Select from the records below every line that has the word "nose" in it.

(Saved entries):
- - - - -

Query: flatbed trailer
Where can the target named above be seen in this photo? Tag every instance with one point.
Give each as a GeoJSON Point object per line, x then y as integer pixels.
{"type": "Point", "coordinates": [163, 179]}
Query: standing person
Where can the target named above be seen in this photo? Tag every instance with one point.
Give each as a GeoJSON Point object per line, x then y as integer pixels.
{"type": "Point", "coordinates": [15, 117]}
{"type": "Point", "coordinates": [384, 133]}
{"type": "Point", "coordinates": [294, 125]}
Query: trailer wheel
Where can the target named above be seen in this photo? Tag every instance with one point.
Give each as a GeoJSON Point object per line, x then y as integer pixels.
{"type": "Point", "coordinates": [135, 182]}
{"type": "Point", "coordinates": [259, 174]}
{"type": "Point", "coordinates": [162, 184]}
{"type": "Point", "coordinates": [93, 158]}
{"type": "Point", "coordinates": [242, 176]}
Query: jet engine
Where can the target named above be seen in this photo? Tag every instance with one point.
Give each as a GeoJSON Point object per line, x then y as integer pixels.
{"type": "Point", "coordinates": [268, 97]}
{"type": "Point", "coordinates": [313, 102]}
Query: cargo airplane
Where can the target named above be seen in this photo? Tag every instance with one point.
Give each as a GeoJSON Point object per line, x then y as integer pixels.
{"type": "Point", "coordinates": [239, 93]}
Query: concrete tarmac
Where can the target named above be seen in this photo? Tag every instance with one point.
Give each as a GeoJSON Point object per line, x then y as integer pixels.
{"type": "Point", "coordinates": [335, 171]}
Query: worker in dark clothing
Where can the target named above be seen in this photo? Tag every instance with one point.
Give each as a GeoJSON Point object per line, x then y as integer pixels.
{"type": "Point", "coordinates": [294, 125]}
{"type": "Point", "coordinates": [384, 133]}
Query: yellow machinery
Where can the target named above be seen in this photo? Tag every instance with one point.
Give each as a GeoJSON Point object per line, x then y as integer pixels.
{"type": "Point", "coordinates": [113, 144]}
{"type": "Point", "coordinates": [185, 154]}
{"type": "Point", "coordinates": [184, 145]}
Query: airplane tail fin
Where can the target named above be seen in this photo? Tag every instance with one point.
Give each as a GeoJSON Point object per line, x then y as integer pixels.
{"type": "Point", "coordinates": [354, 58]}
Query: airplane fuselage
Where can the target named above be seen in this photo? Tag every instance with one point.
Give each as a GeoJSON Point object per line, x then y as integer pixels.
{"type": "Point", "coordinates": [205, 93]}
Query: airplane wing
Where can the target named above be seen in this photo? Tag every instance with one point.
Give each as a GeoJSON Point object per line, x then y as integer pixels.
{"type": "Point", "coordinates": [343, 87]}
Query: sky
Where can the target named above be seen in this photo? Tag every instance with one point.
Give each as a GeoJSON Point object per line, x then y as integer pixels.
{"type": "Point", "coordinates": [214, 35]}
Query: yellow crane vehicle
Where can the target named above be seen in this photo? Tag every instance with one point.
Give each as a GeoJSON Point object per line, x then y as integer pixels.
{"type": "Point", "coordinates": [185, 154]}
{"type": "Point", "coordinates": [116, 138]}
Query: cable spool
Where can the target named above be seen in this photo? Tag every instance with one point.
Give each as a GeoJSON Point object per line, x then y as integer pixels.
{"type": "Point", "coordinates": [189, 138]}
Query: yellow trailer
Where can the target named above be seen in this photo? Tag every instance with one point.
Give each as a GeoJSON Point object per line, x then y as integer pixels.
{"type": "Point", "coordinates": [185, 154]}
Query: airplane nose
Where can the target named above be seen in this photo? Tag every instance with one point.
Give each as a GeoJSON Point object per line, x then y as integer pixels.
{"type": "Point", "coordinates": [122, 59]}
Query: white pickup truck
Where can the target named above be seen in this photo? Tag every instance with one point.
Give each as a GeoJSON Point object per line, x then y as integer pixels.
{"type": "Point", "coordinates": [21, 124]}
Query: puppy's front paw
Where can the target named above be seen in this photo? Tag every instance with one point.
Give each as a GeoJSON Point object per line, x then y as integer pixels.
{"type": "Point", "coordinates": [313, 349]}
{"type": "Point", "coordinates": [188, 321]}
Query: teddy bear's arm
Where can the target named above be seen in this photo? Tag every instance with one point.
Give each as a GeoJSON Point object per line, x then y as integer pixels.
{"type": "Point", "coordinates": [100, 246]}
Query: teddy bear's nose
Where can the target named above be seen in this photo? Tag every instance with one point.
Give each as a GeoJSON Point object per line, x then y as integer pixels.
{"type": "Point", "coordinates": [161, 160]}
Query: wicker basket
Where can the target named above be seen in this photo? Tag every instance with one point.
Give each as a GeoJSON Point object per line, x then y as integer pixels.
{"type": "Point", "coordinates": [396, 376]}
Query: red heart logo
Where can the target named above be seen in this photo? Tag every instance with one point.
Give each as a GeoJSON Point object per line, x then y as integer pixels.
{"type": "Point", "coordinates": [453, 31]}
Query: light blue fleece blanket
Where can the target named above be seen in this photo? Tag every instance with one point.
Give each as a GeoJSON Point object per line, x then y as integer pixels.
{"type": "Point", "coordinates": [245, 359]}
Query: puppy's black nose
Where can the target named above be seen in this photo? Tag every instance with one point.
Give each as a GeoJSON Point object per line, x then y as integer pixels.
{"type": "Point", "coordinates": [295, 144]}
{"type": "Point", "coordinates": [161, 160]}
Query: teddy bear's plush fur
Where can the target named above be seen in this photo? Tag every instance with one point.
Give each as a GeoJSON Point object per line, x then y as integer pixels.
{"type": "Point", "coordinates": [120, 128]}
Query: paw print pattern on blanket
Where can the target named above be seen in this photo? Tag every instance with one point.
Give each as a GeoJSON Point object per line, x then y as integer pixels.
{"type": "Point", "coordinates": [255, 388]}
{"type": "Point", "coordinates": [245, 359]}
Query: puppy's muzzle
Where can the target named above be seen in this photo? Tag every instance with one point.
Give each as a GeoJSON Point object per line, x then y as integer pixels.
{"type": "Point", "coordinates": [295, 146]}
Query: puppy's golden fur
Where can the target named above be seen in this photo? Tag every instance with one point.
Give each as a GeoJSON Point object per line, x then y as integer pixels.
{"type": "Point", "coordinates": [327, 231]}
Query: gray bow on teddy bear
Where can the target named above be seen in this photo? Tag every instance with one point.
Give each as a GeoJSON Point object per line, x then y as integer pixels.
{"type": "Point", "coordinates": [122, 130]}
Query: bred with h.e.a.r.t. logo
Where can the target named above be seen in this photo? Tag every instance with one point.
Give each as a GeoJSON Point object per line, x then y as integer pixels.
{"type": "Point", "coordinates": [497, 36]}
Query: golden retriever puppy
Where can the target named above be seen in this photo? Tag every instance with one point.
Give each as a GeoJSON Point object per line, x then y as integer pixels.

- - - - -

(Solution to the problem):
Query: airplane nose
Query: teddy bear's nose
Query: puppy's black nose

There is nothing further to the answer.